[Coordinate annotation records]
=-=-=

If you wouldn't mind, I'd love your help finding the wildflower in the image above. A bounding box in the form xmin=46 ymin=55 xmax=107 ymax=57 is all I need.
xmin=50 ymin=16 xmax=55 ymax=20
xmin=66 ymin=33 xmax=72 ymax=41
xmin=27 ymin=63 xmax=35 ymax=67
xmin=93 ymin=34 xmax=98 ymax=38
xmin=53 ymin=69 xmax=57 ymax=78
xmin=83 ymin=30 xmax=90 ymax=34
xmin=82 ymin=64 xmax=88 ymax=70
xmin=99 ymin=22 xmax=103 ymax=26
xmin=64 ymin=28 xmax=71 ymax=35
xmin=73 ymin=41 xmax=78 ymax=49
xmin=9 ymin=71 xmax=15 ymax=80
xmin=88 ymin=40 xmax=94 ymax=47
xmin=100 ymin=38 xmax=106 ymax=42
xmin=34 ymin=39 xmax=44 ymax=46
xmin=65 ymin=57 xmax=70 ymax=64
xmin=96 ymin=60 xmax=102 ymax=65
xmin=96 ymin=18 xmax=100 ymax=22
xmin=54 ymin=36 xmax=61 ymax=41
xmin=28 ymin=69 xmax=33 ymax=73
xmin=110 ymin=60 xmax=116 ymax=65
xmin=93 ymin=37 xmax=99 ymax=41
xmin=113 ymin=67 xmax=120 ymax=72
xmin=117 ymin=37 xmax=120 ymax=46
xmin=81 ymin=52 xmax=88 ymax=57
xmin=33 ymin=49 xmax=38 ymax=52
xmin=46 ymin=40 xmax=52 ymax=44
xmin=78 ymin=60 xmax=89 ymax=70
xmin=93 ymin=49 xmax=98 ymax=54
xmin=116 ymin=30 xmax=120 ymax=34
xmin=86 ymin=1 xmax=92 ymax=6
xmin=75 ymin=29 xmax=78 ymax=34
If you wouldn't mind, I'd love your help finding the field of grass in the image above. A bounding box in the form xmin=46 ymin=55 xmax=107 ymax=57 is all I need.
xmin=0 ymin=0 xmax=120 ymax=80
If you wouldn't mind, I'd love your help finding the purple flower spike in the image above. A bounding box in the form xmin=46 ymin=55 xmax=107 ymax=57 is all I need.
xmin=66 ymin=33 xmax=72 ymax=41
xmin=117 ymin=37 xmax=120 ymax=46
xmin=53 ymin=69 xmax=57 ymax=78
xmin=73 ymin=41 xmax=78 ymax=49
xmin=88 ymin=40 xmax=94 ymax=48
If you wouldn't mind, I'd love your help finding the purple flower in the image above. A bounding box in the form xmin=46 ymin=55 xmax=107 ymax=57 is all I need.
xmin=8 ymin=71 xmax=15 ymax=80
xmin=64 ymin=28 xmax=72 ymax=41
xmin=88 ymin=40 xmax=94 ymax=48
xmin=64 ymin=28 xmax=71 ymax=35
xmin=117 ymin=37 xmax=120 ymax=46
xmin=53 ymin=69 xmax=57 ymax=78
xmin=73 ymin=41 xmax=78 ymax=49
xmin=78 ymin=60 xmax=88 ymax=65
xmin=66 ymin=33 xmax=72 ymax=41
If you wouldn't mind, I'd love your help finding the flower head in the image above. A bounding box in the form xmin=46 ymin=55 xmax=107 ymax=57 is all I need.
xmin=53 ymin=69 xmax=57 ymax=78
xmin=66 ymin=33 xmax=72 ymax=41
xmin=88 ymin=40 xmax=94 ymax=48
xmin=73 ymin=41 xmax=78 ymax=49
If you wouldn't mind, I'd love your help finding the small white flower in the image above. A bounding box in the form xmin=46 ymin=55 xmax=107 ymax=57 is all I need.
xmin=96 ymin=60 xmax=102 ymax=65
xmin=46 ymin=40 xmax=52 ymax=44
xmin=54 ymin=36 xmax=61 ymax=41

=-=-=

What you need to do - Write out each of the records above word for word, keeping every line as it is.

Reply -
If you wouldn't mind, I'd love your help finding the wildflower in the image above. A bounding box in the form xmin=46 ymin=55 xmax=107 ymax=57 is all I need.
xmin=50 ymin=16 xmax=55 ymax=20
xmin=66 ymin=33 xmax=72 ymax=41
xmin=27 ymin=63 xmax=35 ymax=67
xmin=93 ymin=34 xmax=98 ymax=38
xmin=53 ymin=69 xmax=57 ymax=78
xmin=83 ymin=30 xmax=90 ymax=34
xmin=82 ymin=64 xmax=88 ymax=70
xmin=99 ymin=22 xmax=103 ymax=26
xmin=64 ymin=28 xmax=71 ymax=35
xmin=73 ymin=41 xmax=78 ymax=49
xmin=9 ymin=71 xmax=15 ymax=80
xmin=88 ymin=40 xmax=94 ymax=47
xmin=100 ymin=38 xmax=106 ymax=42
xmin=34 ymin=39 xmax=44 ymax=46
xmin=65 ymin=57 xmax=70 ymax=64
xmin=96 ymin=60 xmax=102 ymax=65
xmin=96 ymin=18 xmax=100 ymax=22
xmin=54 ymin=36 xmax=61 ymax=41
xmin=28 ymin=69 xmax=33 ymax=73
xmin=110 ymin=60 xmax=116 ymax=65
xmin=93 ymin=37 xmax=99 ymax=41
xmin=113 ymin=67 xmax=120 ymax=72
xmin=117 ymin=37 xmax=120 ymax=46
xmin=81 ymin=52 xmax=88 ymax=57
xmin=33 ymin=49 xmax=38 ymax=52
xmin=46 ymin=40 xmax=52 ymax=44
xmin=78 ymin=60 xmax=89 ymax=70
xmin=93 ymin=49 xmax=98 ymax=54
xmin=116 ymin=30 xmax=120 ymax=34
xmin=86 ymin=1 xmax=92 ymax=6
xmin=75 ymin=29 xmax=78 ymax=34
If you wouldn't mind, I'd love your help finding the field of grass in the image above. A bounding box in the form xmin=46 ymin=55 xmax=107 ymax=57 is all I need.
xmin=0 ymin=0 xmax=120 ymax=80
If you wouldn't mind, I'd love your help finding the purple flower spike in the image above. A bounding box in the form xmin=46 ymin=55 xmax=107 ymax=57 is all I need.
xmin=66 ymin=33 xmax=72 ymax=41
xmin=117 ymin=37 xmax=120 ymax=46
xmin=53 ymin=69 xmax=57 ymax=78
xmin=73 ymin=41 xmax=78 ymax=49
xmin=88 ymin=40 xmax=94 ymax=48
If you wouldn't mind, I'd love your help finding the purple flower in the image above. A bounding box in the form xmin=46 ymin=55 xmax=107 ymax=57 is all I need.
xmin=8 ymin=71 xmax=15 ymax=80
xmin=64 ymin=28 xmax=72 ymax=41
xmin=88 ymin=40 xmax=94 ymax=48
xmin=64 ymin=28 xmax=71 ymax=35
xmin=117 ymin=37 xmax=120 ymax=46
xmin=53 ymin=69 xmax=57 ymax=78
xmin=73 ymin=41 xmax=78 ymax=49
xmin=78 ymin=60 xmax=88 ymax=65
xmin=66 ymin=33 xmax=72 ymax=41
If you wouldn't mind, I'd love your help finding the flower head in the image above. A bounding box in the form xmin=46 ymin=55 xmax=107 ymax=57 is all I need.
xmin=53 ymin=69 xmax=57 ymax=78
xmin=66 ymin=33 xmax=72 ymax=41
xmin=88 ymin=40 xmax=94 ymax=48
xmin=73 ymin=41 xmax=78 ymax=49
If you wouldn't mind, I'd love your help finding the small white flower in the image above. A bounding box in the form xmin=46 ymin=55 xmax=107 ymax=57 is all I need.
xmin=96 ymin=60 xmax=102 ymax=65
xmin=46 ymin=40 xmax=52 ymax=44
xmin=54 ymin=36 xmax=61 ymax=41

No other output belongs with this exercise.